>> START Excerpted data

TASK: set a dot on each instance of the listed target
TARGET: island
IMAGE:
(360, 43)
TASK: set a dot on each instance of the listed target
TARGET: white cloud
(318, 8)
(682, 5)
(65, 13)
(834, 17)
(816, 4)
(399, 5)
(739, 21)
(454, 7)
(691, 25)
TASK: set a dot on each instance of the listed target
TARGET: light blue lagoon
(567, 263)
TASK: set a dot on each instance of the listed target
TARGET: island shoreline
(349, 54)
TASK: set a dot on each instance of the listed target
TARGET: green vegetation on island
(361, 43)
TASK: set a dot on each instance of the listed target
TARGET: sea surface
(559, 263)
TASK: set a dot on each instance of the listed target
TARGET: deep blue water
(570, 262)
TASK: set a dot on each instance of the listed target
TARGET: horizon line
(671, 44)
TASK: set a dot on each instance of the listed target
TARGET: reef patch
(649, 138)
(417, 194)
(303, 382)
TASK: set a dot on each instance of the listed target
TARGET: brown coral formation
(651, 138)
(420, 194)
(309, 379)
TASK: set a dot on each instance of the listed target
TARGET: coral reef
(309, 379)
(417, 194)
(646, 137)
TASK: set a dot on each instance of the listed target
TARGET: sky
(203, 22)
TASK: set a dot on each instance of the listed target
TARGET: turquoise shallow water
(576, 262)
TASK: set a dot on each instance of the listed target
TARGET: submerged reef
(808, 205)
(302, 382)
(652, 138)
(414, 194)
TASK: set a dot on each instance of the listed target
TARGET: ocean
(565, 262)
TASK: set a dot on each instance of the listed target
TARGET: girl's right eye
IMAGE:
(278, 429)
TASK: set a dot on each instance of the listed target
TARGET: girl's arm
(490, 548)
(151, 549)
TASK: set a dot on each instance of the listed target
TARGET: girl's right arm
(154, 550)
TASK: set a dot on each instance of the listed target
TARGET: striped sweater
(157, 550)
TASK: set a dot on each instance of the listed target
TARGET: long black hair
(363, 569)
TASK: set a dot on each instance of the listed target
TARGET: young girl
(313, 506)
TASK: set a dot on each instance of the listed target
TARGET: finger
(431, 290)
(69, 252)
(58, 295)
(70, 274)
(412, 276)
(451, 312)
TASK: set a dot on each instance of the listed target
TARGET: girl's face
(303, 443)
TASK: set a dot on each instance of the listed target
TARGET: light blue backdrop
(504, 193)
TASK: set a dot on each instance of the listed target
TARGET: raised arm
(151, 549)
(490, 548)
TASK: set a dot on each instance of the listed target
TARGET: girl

>> END Excerpted data

Task to complete » Give the entries once more, exactly as they appear.

Answer »
TASK: set a dot on each instance of the listed target
TARGET: island
IMAGE:
(360, 43)
TASK: set a dot on each instance of the listed target
TARGET: white cloud
(318, 8)
(682, 5)
(65, 13)
(834, 17)
(816, 4)
(399, 5)
(739, 21)
(454, 7)
(691, 25)
TASK: set a dot on each instance of the listed target
TARGET: light blue lagoon
(567, 263)
TASK: set a dot on each instance of the listed target
TARGET: island shoreline
(349, 54)
TASK: set a dot on each instance of the listed target
TARGET: green vegetation on island
(361, 43)
TASK: set a dot on each instance of the listed target
TARGET: sea surface
(559, 263)
TASK: set a dot on each instance of the listed target
TARGET: deep blue water
(570, 262)
TASK: set a dot on each instance of the listed target
TARGET: horizon line
(671, 44)
TASK: set a dot on each instance of the listed target
TARGET: reef patch
(649, 138)
(417, 194)
(303, 382)
TASK: set a dot on each instance of the listed target
TARGET: brown coral formation
(651, 138)
(420, 194)
(309, 379)
TASK: set a dot on each instance of the listed target
TARGET: coral reef
(309, 379)
(417, 194)
(646, 137)
TASK: set a dot on each instance of the listed target
TARGET: sky
(203, 22)
TASK: set a dot on each instance of the listed target
TARGET: turquoise shallow water
(576, 262)
TASK: set a dot on each instance of the listed target
TARGET: submerged reef
(808, 205)
(302, 382)
(652, 138)
(414, 194)
TASK: set a dot on each instance of the listed target
TARGET: ocean
(565, 262)
TASK: set a dot on each instance of the listed target
TARGET: girl's right eye
IMAGE:
(278, 429)
TASK: set a dot on each instance of the listed target
TARGET: girl's arm
(490, 548)
(151, 549)
TASK: set a dot on each instance of the listed target
TARGET: girl's right arm
(154, 550)
TASK: set a dot on each instance of the listed target
TARGET: striped sweater
(157, 550)
TASK: set a dot on each instance of the listed target
TARGET: long black hair
(363, 569)
TASK: set a dot on each instance of the listed target
TARGET: young girl
(313, 506)
TASK: set a dot on each instance of the listed target
TARGET: finger
(431, 290)
(69, 252)
(58, 295)
(70, 274)
(412, 276)
(451, 312)
TASK: set a dot on each instance of the listed target
TARGET: girl's face
(303, 443)
TASK: set a dot on each instance of the listed target
TARGET: light blue backdrop
(504, 193)
TASK: set a dot on each instance of the listed target
TARGET: raised arm
(151, 549)
(490, 548)
TASK: set a dot on each instance of the listed target
TARGET: girl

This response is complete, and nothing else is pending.